» **TASK DESCRIPTION**
Retype, with no changes, the lines of the entries below, starting with the line that contains "Check that every instance of the ceiling" and going on through the line that contains "column 426, row 28".

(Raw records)

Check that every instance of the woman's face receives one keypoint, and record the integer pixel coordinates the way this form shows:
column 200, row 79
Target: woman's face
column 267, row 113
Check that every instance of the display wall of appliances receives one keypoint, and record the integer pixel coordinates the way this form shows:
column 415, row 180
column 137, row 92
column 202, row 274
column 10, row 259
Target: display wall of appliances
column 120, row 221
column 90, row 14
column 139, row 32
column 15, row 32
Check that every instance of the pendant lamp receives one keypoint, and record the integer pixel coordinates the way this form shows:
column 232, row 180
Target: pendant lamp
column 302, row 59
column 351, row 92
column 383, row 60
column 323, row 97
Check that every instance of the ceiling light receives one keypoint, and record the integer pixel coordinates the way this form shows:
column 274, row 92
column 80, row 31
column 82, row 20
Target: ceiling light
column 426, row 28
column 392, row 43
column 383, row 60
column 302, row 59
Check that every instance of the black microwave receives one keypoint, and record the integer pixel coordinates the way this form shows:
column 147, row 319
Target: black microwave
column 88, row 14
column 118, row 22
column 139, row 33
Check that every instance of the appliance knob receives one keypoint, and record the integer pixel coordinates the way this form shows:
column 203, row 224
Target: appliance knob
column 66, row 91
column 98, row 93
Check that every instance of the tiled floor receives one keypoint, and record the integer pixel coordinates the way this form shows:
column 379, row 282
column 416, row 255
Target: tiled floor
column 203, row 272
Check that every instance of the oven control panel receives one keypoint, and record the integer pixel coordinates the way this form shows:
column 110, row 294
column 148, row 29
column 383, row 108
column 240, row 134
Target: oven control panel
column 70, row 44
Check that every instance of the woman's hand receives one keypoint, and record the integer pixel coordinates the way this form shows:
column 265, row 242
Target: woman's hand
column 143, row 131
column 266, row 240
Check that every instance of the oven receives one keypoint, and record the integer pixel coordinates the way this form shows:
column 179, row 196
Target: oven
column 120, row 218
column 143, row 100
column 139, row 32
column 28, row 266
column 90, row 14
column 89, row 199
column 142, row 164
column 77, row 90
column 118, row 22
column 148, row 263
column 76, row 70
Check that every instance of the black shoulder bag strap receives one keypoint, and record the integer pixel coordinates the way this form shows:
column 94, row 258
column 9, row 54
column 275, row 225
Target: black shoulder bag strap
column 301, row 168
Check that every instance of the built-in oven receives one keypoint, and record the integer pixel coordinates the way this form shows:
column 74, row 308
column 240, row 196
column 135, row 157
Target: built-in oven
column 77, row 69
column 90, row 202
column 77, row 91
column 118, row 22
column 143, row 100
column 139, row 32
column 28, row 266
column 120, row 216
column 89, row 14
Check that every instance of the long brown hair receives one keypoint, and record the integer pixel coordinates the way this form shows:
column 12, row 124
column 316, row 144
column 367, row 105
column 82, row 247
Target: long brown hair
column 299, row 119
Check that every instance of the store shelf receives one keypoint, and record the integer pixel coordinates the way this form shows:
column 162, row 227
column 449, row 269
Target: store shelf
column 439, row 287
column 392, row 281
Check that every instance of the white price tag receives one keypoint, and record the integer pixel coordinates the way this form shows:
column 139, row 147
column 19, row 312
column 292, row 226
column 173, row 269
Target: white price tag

» **REPLY TO THE EXERCISE**
Check that every instance of the ceiling light receives one keypoint, and record the integer pixel coordinates the way this form shows:
column 274, row 92
column 80, row 31
column 82, row 20
Target: ceiling light
column 426, row 28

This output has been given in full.